Location annotation dataset excerpts:
□ □ □

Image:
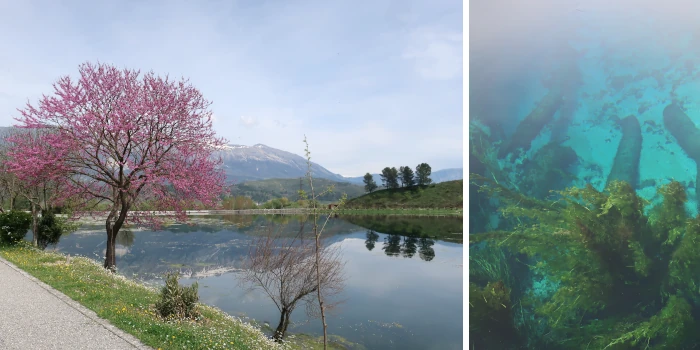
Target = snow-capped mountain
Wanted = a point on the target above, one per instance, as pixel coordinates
(258, 162)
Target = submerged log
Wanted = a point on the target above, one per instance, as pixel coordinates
(530, 127)
(687, 135)
(626, 164)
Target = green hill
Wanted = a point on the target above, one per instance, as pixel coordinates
(443, 195)
(263, 190)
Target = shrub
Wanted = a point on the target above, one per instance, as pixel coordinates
(14, 226)
(49, 230)
(178, 301)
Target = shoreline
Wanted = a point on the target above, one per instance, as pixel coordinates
(296, 211)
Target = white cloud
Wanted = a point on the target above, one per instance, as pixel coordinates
(436, 53)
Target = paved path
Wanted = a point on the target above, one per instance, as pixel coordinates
(36, 316)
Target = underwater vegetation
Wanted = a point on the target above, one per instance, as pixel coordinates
(585, 269)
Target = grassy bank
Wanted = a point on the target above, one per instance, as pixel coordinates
(436, 196)
(130, 306)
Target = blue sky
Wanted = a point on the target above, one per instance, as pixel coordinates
(371, 83)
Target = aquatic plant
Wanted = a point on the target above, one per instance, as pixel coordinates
(605, 270)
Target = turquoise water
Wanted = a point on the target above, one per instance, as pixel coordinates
(403, 290)
(583, 95)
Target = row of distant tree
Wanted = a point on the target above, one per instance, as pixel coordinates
(401, 177)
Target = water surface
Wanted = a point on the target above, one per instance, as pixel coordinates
(404, 275)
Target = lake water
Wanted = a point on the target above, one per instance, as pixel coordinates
(404, 275)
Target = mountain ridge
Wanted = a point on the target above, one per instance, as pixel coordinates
(260, 162)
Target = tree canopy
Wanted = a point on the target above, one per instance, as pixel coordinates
(123, 138)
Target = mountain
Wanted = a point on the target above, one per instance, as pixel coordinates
(437, 176)
(259, 162)
(263, 190)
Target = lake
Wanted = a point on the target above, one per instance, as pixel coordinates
(404, 281)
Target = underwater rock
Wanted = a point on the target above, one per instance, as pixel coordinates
(626, 164)
(547, 170)
(531, 126)
(683, 129)
(687, 135)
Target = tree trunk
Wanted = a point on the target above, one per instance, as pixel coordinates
(282, 326)
(35, 224)
(318, 282)
(110, 259)
(121, 209)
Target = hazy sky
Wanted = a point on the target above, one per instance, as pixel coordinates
(371, 83)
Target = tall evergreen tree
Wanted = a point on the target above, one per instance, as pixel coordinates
(390, 177)
(423, 174)
(407, 176)
(370, 185)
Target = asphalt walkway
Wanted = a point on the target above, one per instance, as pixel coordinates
(36, 316)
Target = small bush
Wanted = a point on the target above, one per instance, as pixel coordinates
(49, 230)
(178, 301)
(14, 226)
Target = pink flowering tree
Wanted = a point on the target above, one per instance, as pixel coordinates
(122, 138)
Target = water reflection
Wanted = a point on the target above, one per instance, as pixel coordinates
(445, 228)
(372, 238)
(374, 313)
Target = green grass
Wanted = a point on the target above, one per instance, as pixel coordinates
(130, 306)
(435, 196)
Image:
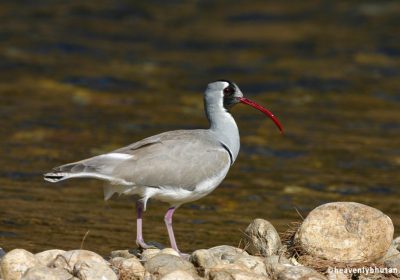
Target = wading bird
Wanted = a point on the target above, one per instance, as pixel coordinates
(176, 166)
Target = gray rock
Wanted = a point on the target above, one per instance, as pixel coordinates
(254, 264)
(16, 262)
(391, 252)
(228, 254)
(299, 273)
(47, 257)
(131, 267)
(149, 253)
(204, 260)
(41, 272)
(393, 262)
(346, 232)
(163, 264)
(121, 253)
(69, 259)
(177, 275)
(276, 264)
(169, 251)
(262, 238)
(93, 270)
(234, 274)
(337, 275)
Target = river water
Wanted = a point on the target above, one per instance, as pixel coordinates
(80, 78)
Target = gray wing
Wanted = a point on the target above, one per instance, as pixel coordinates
(178, 159)
(181, 158)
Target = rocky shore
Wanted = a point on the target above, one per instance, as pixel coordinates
(340, 240)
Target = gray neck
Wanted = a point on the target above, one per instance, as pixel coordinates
(223, 126)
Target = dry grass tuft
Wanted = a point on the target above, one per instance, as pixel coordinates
(294, 250)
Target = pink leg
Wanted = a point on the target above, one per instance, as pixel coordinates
(139, 234)
(168, 223)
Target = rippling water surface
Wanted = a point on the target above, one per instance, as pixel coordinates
(79, 78)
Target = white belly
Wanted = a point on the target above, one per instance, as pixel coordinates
(177, 196)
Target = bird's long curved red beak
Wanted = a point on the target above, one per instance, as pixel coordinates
(262, 109)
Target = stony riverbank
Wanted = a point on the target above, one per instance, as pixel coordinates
(341, 240)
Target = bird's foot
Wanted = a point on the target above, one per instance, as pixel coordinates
(150, 245)
(184, 256)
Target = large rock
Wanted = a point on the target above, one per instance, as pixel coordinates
(163, 264)
(93, 270)
(299, 273)
(69, 259)
(149, 253)
(16, 262)
(234, 274)
(254, 264)
(177, 275)
(131, 268)
(262, 238)
(45, 273)
(275, 264)
(47, 257)
(122, 253)
(204, 260)
(226, 253)
(346, 232)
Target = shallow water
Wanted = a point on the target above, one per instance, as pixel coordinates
(79, 79)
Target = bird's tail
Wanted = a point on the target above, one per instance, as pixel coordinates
(99, 167)
(74, 170)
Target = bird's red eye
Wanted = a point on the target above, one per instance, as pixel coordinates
(229, 90)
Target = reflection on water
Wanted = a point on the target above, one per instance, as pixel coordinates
(79, 79)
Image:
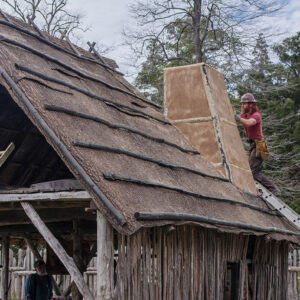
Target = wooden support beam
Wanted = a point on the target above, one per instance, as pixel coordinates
(105, 259)
(67, 291)
(39, 257)
(6, 153)
(61, 253)
(5, 268)
(77, 256)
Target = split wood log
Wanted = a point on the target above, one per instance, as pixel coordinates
(61, 253)
(105, 259)
(39, 257)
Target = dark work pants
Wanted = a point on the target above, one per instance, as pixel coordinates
(256, 164)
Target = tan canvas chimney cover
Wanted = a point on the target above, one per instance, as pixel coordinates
(197, 103)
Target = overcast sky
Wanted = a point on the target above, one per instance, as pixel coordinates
(107, 19)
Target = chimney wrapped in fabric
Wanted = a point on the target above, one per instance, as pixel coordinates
(197, 103)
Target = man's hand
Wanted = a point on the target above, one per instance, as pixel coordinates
(237, 117)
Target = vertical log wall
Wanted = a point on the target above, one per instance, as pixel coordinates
(191, 262)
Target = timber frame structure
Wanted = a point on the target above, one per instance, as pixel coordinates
(87, 161)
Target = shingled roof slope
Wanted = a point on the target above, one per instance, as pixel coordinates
(116, 143)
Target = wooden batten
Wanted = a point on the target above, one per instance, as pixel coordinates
(105, 259)
(5, 268)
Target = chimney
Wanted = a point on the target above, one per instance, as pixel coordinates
(197, 103)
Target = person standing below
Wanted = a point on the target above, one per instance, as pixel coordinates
(39, 285)
(251, 119)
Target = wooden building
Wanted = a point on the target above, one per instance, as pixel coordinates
(89, 165)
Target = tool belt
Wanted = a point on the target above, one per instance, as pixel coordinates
(261, 148)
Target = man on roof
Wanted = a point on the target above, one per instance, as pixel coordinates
(251, 119)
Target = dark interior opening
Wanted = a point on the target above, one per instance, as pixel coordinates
(33, 160)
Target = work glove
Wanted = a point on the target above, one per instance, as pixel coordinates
(237, 117)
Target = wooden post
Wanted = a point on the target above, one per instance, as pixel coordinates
(58, 249)
(105, 259)
(5, 268)
(77, 255)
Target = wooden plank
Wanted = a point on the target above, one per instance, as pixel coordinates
(105, 259)
(5, 268)
(59, 196)
(61, 253)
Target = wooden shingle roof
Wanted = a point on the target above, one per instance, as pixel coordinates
(118, 144)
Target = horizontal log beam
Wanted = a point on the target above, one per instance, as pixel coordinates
(48, 215)
(56, 196)
(151, 216)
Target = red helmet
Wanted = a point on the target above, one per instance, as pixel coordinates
(248, 98)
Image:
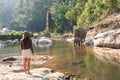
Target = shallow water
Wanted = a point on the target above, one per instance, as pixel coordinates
(77, 60)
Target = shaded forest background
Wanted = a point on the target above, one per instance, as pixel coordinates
(55, 16)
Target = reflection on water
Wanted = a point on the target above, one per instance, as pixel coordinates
(77, 60)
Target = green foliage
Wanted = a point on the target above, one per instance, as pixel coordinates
(59, 18)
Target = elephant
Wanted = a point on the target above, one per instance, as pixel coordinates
(79, 35)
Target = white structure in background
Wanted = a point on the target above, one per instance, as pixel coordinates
(44, 42)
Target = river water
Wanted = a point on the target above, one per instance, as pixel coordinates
(76, 60)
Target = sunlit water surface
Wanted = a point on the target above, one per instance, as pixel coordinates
(77, 60)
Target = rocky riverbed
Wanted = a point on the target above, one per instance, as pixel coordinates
(11, 68)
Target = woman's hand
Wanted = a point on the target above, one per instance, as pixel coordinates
(33, 54)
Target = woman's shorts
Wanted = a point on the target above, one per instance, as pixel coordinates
(27, 53)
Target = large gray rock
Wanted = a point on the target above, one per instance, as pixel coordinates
(109, 39)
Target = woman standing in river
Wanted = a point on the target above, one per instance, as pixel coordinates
(27, 51)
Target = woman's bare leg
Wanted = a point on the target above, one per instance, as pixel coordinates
(28, 64)
(25, 61)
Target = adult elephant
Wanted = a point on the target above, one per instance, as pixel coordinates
(79, 35)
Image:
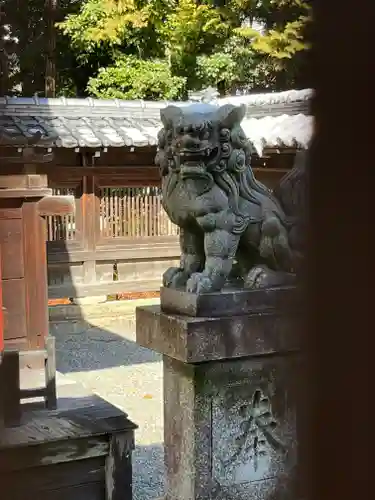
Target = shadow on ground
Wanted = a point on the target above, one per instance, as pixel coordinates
(105, 359)
(82, 346)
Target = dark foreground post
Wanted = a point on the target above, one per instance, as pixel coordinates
(230, 361)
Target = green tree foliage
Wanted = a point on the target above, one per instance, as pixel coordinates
(160, 49)
(134, 78)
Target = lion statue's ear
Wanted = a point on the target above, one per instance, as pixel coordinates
(230, 115)
(170, 115)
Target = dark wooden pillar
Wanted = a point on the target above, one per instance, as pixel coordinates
(340, 320)
(24, 200)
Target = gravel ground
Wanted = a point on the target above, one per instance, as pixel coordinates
(103, 356)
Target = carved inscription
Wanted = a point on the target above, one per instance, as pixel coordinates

□ □ □

* **REQUEST**: Your task is to quote exactly the lines from the one with "Target = white structure in background" through the end of the material, both included, without reproducing any pictures.

* **RESULT OF THE EXERCISE**:
Target = white structure in background
Wanted = a point on the target above, one per instance, as pixel coordinates
(44, 42)
Target = river water
Wanted = a point on the target above, one per instance, as pixel coordinates
(76, 60)
Target = sunlit water surface
Wanted = a point on the target above, one per instance, as pixel coordinates
(77, 60)
Target = rocky riverbed
Wanted = a point on the target above, one per instance, as pixel coordinates
(11, 68)
Target = woman's hand
Wanted = a point on the target above, one per instance, as pixel coordinates
(33, 54)
Target = woman's shorts
Wanted = a point on the target above, one per instance, as pixel coordinates
(27, 53)
Target = large gray rock
Wanted = a point on the target above, one per instance, as pixel coordinates
(109, 39)
Target = woman standing in river
Wanted = a point on the target above, one per instance, as pixel coordinates
(27, 51)
Target = woman's bare leg
Wanted = a point on the target above, one per instance, as pixel coordinates
(28, 64)
(25, 61)
Target = adult elephant
Wanted = a point on the target above, one per instance, as pixel coordinates
(79, 35)
Image:
Target = shadow on ground
Wanted = a point on the target above, one per instance, as pixel coordinates
(105, 359)
(82, 346)
Target = dark foreground post
Wanted = a point on the target above, one per instance, as pixel coordinates
(230, 361)
Target = green tree foliage
Wanted = a point on the target above, one per instance, as pixel coordinates
(160, 49)
(134, 78)
Target = lion statue's ear
Wanted = a point on the target above, one per instance, as pixel coordinates
(230, 115)
(170, 115)
Target = dark wooden pillar
Wanted = a point on the target above, one per instance, as pixel coordinates
(340, 320)
(24, 200)
Target = gravel ground
Wanted = a point on the target above, one per instance, as pixel coordinates
(103, 356)
Target = carved inscription
Wanted = a point on the target above, one per instance, as pixel coordinates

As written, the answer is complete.